(Records from a point labeling set)
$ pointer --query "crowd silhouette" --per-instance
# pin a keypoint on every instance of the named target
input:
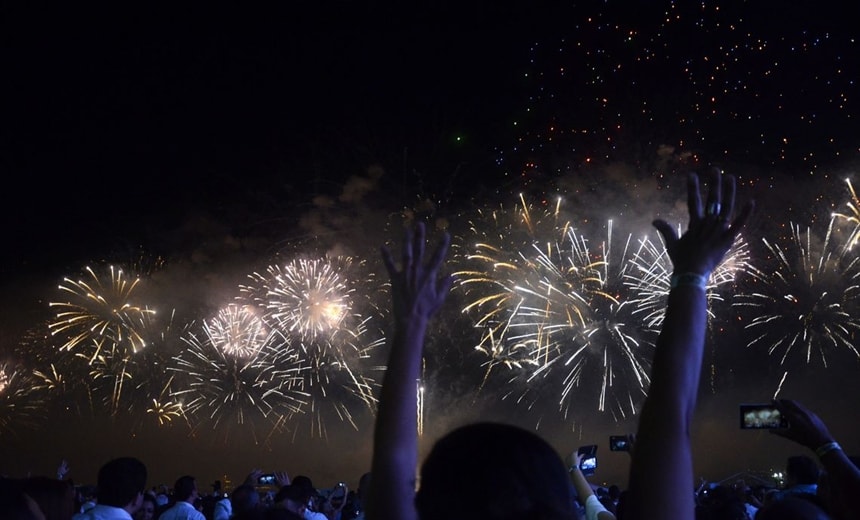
(497, 471)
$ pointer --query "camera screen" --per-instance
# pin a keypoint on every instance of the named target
(618, 443)
(761, 416)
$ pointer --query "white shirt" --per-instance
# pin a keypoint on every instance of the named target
(182, 511)
(103, 512)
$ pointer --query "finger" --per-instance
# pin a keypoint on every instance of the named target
(441, 251)
(418, 243)
(407, 249)
(694, 198)
(388, 260)
(666, 231)
(714, 193)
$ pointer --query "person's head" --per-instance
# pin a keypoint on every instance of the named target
(244, 498)
(494, 471)
(185, 489)
(294, 498)
(121, 482)
(147, 508)
(800, 469)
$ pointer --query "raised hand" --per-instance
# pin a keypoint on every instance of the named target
(417, 290)
(804, 427)
(711, 230)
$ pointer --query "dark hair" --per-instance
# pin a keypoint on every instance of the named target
(184, 488)
(244, 498)
(803, 469)
(494, 471)
(302, 481)
(120, 480)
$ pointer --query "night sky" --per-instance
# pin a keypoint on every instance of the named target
(195, 146)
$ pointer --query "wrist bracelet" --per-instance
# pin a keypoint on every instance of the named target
(688, 279)
(827, 448)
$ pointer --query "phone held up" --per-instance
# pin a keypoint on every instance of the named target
(764, 416)
(266, 480)
(588, 464)
(618, 443)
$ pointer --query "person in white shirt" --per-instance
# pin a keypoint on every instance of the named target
(186, 494)
(121, 484)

## GIVEN EXERCISE
Images must not appear in the copy; reproduce everything else in the records verbatim.

## EXERCISE RESPONSE
$ pointer --query "crowd silhouette" --per-instance
# pin a keypoint on every instance of the named target
input:
(497, 471)
$ pointer --query "camera screen" --per-instance
# pin a keypoint on every instance of the named target
(618, 443)
(761, 416)
$ pointer --query "white shirt" --per-instance
# pin a keypoint on every instance of the named target
(182, 511)
(103, 512)
$ pointer --query "finger" --per-instance
# pin a keypoint on every instance of the named target
(441, 251)
(418, 243)
(407, 249)
(694, 198)
(388, 260)
(666, 231)
(714, 193)
$ pointer --query "person's head" --per-instance
# pin a keypoint on every instance of the named target
(244, 498)
(494, 471)
(185, 489)
(294, 498)
(121, 482)
(147, 508)
(800, 469)
$ pointer --query "raised hand" --per-instance
# pin a keypoint on every instance of the named target
(417, 290)
(804, 427)
(711, 230)
$ pointer --query "dark hair" --per-instance
# pin a keypoint on every instance of the named target
(184, 488)
(244, 498)
(803, 469)
(494, 471)
(302, 481)
(120, 480)
$ pointer --query "night sky" --per-instance
# pin a keypoint on every instance of the named target
(195, 146)
$ pointer --query "wrist bracelet" --per-instance
# pin a keypoint on every instance of the named target
(688, 279)
(827, 448)
$ pointer --query "phone held up" --per-instance
# pin a keypoint on every instance of the named target
(764, 416)
(266, 480)
(588, 464)
(618, 443)
$ pointer --query "person in white shirt" --per-instance
# pin a keypoint on every instance of the named target
(186, 494)
(121, 484)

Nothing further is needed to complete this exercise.